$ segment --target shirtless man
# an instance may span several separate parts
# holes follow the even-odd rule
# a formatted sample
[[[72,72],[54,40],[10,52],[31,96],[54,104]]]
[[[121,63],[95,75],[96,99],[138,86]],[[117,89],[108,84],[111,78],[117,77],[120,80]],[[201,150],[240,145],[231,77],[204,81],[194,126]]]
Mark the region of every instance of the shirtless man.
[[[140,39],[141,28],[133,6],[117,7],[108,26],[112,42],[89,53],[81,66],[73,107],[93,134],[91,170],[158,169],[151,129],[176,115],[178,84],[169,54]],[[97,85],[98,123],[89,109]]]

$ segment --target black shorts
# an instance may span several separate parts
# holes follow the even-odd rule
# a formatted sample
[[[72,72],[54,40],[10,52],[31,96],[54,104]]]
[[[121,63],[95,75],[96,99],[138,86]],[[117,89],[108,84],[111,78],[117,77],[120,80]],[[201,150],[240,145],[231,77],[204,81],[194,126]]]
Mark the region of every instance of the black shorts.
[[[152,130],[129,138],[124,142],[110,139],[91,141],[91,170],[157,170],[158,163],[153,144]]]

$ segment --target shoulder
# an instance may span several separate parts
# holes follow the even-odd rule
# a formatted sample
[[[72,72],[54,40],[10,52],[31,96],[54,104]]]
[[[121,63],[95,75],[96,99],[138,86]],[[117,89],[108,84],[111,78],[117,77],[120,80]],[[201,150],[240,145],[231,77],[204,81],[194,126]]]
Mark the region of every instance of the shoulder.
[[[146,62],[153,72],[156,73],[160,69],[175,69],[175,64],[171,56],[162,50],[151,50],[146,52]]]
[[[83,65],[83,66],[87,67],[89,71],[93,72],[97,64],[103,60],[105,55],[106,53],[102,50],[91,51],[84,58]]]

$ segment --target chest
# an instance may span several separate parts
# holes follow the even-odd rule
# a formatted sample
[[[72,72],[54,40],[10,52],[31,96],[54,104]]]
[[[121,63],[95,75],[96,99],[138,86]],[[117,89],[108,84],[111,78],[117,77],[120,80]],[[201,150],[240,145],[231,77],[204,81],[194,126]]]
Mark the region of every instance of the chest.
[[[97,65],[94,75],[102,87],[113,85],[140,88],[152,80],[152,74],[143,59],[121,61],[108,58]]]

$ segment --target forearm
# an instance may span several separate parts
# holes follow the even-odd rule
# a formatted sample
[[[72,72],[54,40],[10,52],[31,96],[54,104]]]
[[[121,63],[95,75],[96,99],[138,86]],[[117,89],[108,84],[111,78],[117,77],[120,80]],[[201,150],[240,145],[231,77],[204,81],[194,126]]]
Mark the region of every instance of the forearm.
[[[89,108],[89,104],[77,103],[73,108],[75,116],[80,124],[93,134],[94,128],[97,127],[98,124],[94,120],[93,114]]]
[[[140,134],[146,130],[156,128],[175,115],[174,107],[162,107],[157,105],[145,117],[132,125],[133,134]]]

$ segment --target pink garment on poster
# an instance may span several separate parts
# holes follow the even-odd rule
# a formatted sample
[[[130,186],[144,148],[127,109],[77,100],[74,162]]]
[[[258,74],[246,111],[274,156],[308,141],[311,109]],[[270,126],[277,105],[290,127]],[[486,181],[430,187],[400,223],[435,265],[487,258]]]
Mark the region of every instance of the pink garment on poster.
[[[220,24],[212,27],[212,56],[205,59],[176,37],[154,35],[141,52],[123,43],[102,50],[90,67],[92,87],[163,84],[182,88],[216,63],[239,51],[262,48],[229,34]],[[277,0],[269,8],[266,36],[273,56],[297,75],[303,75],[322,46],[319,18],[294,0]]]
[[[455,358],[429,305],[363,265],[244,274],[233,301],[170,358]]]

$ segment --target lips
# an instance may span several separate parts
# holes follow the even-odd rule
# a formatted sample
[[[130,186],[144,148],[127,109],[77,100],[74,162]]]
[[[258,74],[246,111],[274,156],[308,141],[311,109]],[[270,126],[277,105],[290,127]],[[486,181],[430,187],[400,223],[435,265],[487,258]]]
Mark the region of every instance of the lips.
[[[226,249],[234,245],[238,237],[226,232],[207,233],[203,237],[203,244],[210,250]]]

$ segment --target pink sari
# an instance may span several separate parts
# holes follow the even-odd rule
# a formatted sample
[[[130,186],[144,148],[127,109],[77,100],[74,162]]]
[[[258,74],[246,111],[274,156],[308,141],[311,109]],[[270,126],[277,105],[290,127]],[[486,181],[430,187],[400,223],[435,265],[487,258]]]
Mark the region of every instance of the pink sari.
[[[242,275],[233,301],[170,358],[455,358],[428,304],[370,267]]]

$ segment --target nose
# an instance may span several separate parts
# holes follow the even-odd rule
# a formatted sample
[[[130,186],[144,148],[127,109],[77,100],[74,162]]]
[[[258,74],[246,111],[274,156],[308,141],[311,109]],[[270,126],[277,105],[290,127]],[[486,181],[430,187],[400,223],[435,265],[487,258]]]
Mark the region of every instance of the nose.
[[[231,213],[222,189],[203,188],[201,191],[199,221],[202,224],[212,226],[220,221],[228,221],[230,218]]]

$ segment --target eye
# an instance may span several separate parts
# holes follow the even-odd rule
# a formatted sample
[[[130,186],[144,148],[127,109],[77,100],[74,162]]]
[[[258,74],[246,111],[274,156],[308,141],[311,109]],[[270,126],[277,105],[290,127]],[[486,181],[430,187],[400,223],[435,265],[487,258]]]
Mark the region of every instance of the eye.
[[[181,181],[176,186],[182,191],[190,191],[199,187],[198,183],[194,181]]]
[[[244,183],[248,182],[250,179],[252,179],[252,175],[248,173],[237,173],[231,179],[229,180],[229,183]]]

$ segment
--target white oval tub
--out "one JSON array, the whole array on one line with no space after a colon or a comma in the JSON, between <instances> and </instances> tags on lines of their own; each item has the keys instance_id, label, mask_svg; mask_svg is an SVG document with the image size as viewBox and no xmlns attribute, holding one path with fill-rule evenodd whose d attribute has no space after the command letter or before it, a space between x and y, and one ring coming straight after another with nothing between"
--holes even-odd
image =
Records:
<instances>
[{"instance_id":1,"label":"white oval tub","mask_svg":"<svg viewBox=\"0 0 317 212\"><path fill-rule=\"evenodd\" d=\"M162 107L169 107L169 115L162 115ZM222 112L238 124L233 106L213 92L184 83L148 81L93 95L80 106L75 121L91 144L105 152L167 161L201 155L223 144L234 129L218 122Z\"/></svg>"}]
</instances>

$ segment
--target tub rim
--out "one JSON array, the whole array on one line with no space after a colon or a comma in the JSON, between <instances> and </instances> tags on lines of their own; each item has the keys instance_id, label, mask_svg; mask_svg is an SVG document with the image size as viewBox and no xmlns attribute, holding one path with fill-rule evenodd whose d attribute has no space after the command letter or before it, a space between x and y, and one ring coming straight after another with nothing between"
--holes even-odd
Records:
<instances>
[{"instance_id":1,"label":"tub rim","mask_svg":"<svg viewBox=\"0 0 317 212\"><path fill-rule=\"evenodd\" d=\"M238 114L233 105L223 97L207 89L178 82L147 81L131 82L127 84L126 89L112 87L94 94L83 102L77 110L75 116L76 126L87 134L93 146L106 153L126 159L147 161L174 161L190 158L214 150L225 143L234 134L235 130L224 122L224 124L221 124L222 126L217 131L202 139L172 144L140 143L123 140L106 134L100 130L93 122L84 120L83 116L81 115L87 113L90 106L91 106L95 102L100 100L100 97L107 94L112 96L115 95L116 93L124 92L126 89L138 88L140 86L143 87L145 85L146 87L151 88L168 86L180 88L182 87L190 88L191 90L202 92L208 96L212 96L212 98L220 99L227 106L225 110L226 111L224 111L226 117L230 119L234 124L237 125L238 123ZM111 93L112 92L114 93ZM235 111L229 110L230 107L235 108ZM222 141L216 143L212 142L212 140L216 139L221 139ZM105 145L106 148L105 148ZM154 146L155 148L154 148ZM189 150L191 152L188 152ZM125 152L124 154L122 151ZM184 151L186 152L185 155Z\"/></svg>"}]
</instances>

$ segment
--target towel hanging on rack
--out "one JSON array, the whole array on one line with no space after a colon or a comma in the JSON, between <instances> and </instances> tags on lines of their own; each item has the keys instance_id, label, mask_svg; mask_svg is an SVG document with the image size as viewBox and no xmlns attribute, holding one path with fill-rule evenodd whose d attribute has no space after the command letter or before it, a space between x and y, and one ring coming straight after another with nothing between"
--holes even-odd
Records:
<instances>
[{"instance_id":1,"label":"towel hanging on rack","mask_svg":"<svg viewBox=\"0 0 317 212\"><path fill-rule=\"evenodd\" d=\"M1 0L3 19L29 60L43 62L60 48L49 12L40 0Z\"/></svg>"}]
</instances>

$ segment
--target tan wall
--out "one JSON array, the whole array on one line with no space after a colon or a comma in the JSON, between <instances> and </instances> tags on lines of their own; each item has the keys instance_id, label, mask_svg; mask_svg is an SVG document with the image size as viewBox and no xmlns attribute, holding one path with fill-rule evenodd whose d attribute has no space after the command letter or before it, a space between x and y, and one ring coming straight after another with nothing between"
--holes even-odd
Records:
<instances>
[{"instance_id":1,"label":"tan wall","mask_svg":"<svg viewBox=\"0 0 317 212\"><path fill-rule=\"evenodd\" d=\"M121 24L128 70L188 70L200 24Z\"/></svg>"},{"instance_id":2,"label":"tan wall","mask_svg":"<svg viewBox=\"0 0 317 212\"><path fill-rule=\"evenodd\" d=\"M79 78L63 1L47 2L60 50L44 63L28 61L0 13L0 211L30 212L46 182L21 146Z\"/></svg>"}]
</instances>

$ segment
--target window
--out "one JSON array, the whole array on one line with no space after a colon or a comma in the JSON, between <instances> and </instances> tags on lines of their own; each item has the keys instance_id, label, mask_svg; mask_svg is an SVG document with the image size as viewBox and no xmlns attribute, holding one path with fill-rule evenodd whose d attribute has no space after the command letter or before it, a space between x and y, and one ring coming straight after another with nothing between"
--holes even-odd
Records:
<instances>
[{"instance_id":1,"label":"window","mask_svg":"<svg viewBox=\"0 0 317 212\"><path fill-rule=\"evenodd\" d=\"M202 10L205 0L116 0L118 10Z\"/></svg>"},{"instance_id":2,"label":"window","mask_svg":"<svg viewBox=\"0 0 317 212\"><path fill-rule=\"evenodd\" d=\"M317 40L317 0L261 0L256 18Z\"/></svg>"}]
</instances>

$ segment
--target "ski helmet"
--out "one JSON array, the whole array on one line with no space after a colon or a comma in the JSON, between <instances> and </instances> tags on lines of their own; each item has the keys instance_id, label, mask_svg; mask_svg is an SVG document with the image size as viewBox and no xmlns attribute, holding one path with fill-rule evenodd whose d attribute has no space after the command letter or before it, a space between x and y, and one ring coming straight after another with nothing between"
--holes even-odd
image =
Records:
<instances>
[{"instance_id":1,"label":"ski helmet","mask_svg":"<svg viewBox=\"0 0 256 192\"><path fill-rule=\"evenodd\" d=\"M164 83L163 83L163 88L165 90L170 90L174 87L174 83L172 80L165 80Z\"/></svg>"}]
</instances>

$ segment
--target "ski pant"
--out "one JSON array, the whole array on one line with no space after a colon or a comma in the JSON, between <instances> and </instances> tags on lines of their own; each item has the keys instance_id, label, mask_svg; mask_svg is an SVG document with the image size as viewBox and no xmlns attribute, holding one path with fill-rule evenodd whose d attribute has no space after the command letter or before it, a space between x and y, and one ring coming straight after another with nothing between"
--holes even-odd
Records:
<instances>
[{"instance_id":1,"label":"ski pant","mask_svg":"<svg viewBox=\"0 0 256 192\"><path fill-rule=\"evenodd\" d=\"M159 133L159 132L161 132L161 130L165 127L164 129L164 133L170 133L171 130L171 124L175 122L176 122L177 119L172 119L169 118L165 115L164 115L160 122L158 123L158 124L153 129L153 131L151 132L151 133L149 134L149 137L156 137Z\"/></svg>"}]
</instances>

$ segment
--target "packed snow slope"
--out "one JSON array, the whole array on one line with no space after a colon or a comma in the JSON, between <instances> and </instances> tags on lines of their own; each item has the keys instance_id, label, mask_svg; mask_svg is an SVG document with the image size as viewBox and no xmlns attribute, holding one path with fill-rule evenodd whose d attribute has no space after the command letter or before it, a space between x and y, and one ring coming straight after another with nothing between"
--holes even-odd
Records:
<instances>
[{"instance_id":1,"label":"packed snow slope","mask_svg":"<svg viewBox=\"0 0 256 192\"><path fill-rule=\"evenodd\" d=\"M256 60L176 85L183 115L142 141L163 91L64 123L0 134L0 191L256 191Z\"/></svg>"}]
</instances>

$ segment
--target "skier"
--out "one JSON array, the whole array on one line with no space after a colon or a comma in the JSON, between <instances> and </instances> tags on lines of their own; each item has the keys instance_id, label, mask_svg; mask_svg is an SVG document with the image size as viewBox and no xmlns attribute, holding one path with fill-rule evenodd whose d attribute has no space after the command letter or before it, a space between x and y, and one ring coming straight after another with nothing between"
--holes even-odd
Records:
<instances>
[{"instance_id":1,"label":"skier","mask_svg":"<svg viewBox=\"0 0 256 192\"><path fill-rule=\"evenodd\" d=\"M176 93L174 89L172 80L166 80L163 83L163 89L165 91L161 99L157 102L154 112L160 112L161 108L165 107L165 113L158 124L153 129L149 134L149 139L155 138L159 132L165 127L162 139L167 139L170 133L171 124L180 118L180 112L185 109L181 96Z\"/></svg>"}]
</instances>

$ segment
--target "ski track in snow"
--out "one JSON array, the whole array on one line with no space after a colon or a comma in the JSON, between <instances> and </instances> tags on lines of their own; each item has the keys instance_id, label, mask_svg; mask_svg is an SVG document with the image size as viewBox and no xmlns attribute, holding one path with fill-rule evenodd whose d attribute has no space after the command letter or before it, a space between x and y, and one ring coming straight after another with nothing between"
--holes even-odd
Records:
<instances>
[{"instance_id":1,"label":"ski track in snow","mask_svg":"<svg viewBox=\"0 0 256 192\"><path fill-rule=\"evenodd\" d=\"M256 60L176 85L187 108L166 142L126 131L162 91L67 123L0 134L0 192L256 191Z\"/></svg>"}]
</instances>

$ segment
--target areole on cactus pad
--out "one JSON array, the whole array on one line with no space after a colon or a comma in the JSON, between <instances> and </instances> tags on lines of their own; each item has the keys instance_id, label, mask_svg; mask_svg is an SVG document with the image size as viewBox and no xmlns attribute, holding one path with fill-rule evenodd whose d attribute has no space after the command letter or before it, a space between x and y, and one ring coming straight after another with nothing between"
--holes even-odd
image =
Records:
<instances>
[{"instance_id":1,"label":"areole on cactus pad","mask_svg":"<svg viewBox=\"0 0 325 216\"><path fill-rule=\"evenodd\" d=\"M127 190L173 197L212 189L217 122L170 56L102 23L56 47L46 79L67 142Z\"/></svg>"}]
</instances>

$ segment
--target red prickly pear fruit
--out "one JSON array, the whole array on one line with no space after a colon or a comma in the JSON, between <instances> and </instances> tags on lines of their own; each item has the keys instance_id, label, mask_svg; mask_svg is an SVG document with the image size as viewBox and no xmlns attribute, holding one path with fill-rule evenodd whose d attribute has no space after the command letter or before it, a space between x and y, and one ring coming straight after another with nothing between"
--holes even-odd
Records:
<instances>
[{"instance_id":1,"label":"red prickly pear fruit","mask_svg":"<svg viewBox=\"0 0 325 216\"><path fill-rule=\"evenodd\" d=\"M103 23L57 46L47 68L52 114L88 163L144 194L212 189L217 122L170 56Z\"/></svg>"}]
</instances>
◇ ◇ ◇ ◇
* Enunciado del ejercicio *
Identifica todas las líneas de los datos que contienen la cadena "sari" y cópialas.

* Respuesta al ejercicio *
$ segment --target pink sari
Mark the region of every instance of the pink sari.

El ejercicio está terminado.